* _PROVIDED PASSAGE_
§

Consider the extra time you’ve spent to re-wash clean clothes your child put in the hamper.  Frivolously spending energy to re-wash, re-iron, re-fold, and (re?) put away clothes is energy unavailable for other important things like:

  • Patience to explain a complicated math problem
  • Curiosity about a conversation she had with a “friend”
  • Attentive at bedtime to connect and snuggle

 

Energy is just like money, spending it frivolously might leave you short on a rainy day.

The Tip

Paying for the Extra

Bring this abstract concept into focus by asking to be compensated for your wasted time.

Step 1  Identify 3ish chores for which your child is responsible, such as making bed, garbage duty, breakfast dishes, or emptying lunchbox after school.

Small        Less than 3 steps

Objective  Done? Y/N (quality less urgent)

Frequent   4 or more times a week 

Step 2 Observe your child’s success rate with each chore.  Select her most successful chore.   Yes, successful chore!  You’re intention is to help her grasp the value of your energy, not to punish her for your frustration. 

Step 3  Explain your overall intention in 3 smaller bites.

§

* _ACTIONS TO TAKE_
[1] In the parenting tip about chores, how often must a chore happen to count as frequent?
[2] Resume the parenting tip on paying for re-washed clothes, writing on from its last line.

* _DATA SHOWN_

§

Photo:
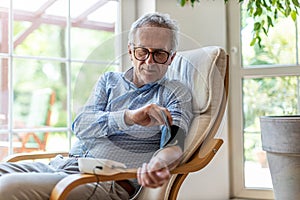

§

* _RESPONSES PER TASK_
[1] 4 or more times a week.

[2]
Bite 1:  Show her the time/effort in the chore.

“It’s nice having clean clothes, but boy it sure takes a chunk of time.”

Bite 2:  Let him know how your energy gets wasted.

“Did you know that it takes just as much time to rewash your clean clothes as it did to wash them when they were dirty?”

Bite 3:  Link energy with value. 

“From now on, when you put clean clothes in the hamper, I’m going to ask you to repay the time/energy by doing (X).”

X = a simple chore that's important to the family.

 Step 4  Give meaningful thanks for the energy and time your child repaid. 

Dos and Don’ts:

  • Do  praise her effort
  • Don’t  remind him that it could have been avoided
  • Do  acknowledge her willingness to repay your extra time
  • Don’t  remind him about all the other times he didn’t have to
  • Do  thank him for helping you
  • Don’t  remind him why he had to help you
  • Do  remember that you’re helping him learn to value your gifts
  • Don’t  make her feel guilty for anything

 

Benefits!

Good Choices  Experience and natural consequences are the best teachers. 

Less Frivolousness  Eventually, she'll think twice before creating more work for you.

Appreciation  He'll appreciate your gifts of time/energy in specific ways through the chores he doesn’t have to do. 

Pride:  She’ll feel she’s earned your appreciation because she’s done something valuable.

Respect:  You’ve respected your time—and his. 

Influence:  Rapport deepens through understanding.

Promise Kept  We promise to teach our kids to value themselves as worthy of all good things.  By demonstrating how to value your gifts to her, you’re making good on the promise.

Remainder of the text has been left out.